> _Listed records_:
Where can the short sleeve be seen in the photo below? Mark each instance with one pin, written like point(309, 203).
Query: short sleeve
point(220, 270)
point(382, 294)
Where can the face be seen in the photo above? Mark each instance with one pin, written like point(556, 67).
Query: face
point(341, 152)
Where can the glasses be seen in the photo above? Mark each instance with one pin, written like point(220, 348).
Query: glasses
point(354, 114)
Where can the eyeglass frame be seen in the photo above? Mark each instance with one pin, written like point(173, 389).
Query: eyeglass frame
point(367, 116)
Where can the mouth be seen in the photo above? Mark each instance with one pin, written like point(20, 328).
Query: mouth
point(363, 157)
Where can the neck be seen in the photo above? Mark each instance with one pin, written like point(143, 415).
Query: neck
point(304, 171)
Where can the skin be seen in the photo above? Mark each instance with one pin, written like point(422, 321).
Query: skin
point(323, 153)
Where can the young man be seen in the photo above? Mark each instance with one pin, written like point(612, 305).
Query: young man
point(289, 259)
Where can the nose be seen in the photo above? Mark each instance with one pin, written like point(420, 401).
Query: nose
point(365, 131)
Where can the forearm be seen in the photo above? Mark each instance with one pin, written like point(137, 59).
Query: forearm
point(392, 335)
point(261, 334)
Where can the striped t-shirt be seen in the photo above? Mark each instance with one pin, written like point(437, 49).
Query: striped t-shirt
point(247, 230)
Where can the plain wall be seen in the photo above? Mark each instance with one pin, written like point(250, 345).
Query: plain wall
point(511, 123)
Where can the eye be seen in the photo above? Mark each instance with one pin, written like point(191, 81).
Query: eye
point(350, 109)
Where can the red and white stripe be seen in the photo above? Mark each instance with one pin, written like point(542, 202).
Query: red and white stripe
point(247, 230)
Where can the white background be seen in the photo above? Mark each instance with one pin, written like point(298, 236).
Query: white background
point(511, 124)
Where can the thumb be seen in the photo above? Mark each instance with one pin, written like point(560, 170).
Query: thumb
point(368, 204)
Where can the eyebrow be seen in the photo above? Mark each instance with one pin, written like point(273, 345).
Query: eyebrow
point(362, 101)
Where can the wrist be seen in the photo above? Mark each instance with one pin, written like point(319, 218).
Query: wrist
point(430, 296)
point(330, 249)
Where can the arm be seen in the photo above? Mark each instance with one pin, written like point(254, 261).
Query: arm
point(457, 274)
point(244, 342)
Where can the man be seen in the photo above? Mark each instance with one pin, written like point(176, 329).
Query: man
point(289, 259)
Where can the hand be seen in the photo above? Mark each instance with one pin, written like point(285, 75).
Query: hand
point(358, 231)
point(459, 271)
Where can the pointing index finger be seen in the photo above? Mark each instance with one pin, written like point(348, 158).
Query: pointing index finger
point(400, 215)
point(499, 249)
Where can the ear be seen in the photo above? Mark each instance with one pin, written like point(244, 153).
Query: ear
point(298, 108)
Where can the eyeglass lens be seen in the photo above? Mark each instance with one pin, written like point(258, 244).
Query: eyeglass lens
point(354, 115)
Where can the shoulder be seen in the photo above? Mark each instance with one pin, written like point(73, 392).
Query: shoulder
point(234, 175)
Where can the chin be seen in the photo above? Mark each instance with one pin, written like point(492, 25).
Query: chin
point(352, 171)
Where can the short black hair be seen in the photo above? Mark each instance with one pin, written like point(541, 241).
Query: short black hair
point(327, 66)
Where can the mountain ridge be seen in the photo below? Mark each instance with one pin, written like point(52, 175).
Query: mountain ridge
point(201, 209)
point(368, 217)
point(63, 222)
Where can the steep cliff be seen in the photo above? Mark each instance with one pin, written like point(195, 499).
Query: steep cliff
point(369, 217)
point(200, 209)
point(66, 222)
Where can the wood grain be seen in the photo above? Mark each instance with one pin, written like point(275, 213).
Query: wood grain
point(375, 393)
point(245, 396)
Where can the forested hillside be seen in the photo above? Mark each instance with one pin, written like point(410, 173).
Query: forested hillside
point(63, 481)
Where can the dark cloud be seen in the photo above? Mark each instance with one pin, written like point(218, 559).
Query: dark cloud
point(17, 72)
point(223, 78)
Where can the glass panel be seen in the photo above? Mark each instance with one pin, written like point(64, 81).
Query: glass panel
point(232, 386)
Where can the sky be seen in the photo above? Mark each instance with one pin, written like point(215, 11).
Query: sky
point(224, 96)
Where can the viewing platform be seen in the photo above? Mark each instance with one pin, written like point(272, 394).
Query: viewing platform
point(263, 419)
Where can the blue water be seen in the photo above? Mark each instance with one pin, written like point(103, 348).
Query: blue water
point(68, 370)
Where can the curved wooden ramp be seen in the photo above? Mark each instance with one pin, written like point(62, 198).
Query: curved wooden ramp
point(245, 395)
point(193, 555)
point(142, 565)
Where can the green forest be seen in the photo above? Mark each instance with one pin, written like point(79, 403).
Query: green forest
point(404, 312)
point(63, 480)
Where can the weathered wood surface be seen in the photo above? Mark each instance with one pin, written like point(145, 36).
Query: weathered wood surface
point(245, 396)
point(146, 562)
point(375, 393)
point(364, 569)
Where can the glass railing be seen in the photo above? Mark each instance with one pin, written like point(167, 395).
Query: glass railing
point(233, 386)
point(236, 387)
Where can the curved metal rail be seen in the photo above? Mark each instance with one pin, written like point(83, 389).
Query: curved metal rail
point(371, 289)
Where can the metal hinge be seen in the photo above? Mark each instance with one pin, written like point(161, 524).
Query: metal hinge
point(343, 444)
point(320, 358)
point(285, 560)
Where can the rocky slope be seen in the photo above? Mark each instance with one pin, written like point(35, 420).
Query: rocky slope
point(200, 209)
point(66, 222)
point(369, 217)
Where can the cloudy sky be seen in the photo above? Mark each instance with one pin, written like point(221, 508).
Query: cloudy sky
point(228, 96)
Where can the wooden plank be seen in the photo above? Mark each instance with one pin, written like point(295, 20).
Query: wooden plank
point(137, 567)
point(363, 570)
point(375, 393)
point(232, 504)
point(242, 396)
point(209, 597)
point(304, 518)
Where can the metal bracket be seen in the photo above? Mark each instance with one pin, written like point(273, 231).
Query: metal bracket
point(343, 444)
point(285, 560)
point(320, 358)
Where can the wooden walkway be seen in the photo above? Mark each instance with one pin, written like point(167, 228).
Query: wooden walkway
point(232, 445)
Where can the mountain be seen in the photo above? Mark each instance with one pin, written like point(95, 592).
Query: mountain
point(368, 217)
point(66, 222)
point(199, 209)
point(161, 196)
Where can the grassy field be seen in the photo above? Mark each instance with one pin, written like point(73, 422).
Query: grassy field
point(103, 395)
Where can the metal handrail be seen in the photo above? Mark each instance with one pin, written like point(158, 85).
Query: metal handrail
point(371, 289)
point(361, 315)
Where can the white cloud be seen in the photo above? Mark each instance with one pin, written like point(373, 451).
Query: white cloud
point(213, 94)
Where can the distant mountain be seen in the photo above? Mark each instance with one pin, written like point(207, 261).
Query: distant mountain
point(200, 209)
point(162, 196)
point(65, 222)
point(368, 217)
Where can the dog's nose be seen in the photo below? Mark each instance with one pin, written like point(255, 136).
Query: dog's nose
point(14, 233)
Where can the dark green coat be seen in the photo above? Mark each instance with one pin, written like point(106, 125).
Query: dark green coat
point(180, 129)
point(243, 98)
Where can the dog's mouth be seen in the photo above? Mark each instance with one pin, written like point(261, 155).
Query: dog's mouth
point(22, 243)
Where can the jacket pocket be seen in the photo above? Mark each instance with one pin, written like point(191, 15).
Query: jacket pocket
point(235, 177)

> _What to produce_: Copy out the lines of the records above verbatim, starting with the line containing "Where can the eyebrow" and ending with the line containing "point(459, 271)", both included.

> _Solution to this task_:
Where can the eyebrow be seen in the photo above? Mark each instance with one pin, written like point(273, 345).
Query: eyebrow
point(362, 101)
Where can the wrist be seen in the photo above? Mark each instance with one pin, written like point(319, 218).
Query: wrist
point(430, 296)
point(330, 249)
Where can the arm be seen in the photo above? Mark each instance with one pin, written like point(254, 261).
Query: arm
point(457, 274)
point(244, 342)
Where can the man be seen in the photo above? Mark each instance with one pin, written like point(176, 329).
Query: man
point(289, 259)
Where can the hand be seen in the photo above? Mark each instance with one pin, written like point(285, 75).
Query: hand
point(358, 231)
point(459, 271)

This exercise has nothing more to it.